I have now enumerated, to the best of my knowledge; and without concealing any part of the truth, the several causes which have contributed to increase the number of the poor, and to render them so burthensome, that they cannot always find a provision adequate to their wants in times of sickness and inability. Societies have, therefore, been formed, the members of which undertake, in the days of their health, to make a better provision for one another, out of a common stock, than they could expect from the public, if they should ever be reduced to the necessity of applying for it. As I heartily approve of this design, and have given you my sentiments to that effect on former occasions, I shall now add such advice as may promote and secure the benefit to all those that are concerned in it; and I know not how to do this more effectually than by enforcing the exhortation of the Apostle, that each of you lay by him in store as God hath prospered him. For in order to do this, so as to keep up to the sense of the exhortation, he must be

1. Prudent ; 2. industrious; 3. sober; and 4. honest ; without which, he has no reason to expect that God will prosper him.
____________________
> _Stated exercise A_:
Count the lines in the listing below that contain the string "dress", treating case as significant. Give only the number.

> _Location labeling records_:
____________________
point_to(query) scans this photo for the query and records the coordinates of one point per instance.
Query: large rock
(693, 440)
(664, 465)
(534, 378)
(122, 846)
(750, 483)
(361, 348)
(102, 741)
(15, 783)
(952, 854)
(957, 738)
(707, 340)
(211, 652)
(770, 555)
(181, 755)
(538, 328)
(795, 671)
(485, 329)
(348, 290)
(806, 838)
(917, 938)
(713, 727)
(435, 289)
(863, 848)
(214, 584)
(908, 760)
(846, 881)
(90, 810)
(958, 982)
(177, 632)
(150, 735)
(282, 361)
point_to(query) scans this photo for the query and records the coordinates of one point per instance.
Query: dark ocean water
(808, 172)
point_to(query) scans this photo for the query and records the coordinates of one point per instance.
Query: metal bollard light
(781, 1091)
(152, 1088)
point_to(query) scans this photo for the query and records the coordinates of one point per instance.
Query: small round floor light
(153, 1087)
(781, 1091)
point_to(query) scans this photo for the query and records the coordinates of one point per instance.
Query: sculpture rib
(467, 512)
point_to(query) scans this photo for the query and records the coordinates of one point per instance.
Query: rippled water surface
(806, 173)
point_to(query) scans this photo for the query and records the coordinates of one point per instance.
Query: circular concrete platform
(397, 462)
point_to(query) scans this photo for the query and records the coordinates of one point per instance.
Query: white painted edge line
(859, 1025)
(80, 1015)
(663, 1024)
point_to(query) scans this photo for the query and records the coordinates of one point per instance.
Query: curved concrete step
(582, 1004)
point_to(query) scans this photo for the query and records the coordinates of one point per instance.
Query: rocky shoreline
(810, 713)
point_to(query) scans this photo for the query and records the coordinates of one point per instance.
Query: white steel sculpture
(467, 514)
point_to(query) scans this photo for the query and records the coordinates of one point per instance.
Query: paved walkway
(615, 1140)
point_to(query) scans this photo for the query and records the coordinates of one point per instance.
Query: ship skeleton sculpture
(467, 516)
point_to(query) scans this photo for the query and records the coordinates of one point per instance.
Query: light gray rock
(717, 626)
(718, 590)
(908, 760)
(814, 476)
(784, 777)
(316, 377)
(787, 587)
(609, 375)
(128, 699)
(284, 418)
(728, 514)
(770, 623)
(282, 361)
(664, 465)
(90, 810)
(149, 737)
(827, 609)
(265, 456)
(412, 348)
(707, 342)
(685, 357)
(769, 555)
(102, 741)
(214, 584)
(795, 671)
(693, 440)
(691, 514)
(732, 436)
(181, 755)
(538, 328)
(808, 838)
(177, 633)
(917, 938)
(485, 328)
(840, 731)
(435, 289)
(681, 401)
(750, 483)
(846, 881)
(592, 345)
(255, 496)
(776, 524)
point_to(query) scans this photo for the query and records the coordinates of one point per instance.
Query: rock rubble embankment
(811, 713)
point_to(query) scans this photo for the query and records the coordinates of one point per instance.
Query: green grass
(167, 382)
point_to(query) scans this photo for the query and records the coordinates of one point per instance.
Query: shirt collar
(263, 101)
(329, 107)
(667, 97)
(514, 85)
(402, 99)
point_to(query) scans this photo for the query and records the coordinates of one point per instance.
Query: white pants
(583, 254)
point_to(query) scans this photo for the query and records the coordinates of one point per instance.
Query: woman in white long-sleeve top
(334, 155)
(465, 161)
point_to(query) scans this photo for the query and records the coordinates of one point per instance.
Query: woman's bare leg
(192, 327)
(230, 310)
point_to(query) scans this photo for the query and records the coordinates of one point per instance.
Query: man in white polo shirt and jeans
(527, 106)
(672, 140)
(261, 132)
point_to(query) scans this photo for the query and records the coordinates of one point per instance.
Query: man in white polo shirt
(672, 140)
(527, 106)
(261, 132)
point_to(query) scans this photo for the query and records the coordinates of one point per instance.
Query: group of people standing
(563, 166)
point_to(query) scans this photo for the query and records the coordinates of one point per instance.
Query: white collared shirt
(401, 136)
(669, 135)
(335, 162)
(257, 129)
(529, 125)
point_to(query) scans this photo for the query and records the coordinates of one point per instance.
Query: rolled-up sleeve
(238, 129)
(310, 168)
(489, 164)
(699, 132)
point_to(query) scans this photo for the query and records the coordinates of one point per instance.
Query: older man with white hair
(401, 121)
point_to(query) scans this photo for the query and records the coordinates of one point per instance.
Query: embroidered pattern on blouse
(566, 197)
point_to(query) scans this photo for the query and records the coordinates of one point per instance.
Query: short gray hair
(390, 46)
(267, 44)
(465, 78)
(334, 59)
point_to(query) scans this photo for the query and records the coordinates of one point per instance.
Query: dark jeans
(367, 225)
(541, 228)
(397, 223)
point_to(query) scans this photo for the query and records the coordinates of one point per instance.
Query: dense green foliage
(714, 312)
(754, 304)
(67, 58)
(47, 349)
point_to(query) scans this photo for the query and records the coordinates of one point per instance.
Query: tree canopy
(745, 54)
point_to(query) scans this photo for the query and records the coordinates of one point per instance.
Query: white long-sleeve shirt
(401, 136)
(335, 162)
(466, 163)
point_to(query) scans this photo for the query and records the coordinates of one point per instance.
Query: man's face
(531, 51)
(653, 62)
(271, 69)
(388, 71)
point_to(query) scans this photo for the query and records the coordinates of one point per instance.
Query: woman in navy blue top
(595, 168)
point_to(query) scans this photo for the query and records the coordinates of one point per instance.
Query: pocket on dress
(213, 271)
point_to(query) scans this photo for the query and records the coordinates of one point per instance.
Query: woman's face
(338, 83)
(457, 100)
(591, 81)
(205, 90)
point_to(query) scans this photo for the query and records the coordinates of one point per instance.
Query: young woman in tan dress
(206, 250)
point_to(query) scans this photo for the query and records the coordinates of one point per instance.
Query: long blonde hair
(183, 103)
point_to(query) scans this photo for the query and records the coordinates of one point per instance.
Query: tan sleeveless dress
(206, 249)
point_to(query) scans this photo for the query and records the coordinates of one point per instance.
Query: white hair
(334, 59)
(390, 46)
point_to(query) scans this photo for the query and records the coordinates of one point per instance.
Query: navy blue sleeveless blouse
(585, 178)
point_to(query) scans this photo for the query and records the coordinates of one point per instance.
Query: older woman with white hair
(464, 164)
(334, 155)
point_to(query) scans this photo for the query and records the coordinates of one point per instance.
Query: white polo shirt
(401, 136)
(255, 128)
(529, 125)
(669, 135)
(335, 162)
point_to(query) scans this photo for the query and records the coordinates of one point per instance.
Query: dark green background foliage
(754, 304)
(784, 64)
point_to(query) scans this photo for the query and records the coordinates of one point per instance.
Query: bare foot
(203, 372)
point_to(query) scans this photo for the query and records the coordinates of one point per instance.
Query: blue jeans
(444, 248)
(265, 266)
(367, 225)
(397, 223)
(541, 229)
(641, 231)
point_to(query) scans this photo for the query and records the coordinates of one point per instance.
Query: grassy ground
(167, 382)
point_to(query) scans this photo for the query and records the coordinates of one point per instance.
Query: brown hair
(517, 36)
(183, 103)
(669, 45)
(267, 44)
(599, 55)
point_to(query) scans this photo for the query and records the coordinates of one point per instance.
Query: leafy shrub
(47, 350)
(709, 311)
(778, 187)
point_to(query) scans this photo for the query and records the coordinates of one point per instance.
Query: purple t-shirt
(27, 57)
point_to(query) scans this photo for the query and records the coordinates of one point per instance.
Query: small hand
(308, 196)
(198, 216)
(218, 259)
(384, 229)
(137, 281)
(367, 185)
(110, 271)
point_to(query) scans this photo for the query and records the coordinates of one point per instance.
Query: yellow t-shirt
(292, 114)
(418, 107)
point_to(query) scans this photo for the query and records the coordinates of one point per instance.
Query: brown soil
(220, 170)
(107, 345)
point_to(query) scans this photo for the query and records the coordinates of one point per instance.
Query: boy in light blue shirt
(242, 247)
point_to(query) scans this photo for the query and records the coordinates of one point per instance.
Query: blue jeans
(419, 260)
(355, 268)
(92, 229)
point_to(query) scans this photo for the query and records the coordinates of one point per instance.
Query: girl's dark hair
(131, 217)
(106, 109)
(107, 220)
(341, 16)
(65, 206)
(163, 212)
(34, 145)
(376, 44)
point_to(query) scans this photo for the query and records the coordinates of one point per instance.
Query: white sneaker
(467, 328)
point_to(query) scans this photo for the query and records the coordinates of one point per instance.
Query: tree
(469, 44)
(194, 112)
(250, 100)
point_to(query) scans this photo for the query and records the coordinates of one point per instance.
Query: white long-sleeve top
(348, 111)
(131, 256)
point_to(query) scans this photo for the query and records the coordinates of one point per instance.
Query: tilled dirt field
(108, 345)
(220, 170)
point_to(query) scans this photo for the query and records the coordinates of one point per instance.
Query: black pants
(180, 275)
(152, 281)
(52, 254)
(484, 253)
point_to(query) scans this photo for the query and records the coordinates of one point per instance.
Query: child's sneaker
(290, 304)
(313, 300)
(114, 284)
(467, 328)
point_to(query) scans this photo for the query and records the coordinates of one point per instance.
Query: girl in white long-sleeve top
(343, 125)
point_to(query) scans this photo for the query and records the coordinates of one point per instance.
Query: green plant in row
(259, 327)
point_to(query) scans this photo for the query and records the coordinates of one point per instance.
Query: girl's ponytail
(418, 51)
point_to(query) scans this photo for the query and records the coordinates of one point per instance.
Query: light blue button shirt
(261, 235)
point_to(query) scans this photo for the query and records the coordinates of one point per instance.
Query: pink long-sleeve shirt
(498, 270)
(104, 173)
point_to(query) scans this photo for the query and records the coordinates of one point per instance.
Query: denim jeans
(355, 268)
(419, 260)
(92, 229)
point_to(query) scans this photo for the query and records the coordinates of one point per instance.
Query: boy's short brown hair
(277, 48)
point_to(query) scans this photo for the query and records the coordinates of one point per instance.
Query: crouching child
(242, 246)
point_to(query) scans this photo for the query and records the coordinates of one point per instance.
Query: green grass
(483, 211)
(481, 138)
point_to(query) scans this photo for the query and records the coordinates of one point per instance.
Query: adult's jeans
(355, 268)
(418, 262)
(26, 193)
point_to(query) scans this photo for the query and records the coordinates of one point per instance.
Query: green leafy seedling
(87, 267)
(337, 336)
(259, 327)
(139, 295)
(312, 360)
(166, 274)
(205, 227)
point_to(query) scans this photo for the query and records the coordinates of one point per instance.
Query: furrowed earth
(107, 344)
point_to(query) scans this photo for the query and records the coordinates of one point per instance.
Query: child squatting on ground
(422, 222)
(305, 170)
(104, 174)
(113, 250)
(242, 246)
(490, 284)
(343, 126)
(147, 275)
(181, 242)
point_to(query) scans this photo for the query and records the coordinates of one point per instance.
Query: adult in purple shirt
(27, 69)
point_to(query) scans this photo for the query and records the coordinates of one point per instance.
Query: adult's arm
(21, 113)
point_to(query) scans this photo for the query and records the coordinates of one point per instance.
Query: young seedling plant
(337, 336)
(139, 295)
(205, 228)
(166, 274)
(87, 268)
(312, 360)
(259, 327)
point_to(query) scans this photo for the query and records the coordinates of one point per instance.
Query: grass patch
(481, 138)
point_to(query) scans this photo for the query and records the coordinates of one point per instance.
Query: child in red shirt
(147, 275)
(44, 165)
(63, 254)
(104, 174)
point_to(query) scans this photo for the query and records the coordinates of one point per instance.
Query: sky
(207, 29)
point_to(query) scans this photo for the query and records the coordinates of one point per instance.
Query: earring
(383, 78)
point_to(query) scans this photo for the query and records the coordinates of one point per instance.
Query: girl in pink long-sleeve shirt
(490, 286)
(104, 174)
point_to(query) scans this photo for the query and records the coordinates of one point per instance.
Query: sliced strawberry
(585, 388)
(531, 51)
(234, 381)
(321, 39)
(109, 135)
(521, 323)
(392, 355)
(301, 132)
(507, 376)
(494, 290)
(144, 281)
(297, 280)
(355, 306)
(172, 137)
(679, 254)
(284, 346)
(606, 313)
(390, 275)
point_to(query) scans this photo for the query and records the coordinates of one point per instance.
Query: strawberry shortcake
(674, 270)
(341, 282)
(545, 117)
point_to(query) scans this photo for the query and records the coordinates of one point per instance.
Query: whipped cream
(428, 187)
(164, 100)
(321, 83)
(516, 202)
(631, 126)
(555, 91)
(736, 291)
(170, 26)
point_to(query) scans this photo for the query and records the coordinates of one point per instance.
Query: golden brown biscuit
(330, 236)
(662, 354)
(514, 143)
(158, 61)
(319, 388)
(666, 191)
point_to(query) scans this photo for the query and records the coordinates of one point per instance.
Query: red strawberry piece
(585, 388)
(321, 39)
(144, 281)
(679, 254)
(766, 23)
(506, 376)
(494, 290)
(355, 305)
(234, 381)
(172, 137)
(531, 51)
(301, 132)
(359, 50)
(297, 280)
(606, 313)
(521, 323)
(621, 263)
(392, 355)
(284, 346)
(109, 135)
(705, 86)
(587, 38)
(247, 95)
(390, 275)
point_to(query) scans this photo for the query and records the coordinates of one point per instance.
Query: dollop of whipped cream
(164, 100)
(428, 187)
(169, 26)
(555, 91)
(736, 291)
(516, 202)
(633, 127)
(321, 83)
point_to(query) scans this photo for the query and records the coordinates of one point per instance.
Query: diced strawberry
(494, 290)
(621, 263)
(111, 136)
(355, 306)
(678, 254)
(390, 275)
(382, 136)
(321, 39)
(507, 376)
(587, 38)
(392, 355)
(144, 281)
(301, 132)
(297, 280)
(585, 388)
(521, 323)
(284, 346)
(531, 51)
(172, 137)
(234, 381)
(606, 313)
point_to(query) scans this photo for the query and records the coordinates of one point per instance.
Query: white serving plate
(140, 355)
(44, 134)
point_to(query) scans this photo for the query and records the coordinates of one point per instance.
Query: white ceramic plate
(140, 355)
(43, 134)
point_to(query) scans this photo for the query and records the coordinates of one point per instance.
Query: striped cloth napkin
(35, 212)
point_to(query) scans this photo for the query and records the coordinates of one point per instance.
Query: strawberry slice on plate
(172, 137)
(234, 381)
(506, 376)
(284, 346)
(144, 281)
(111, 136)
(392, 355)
____________________
> _Stated exercise B_:
For each statement, say whether it agrees with the passage on provision for the poor above, and support each yes or no by quoting the deciding words: (i) members of the societies contribute to a common stock while they are in health; (ii) the speaker disapproves of the societies' design; (iii) honesty is one of the four qualities listed at the end.

> _Written response A_:
3

> _Written response B_:
(i) Yes: "the members of which undertake, in the days of their health, to make a better provision for one another, out of a common stock"
(ii) No: "As I heartily approve of this design"
(iii) Yes: "4. honest"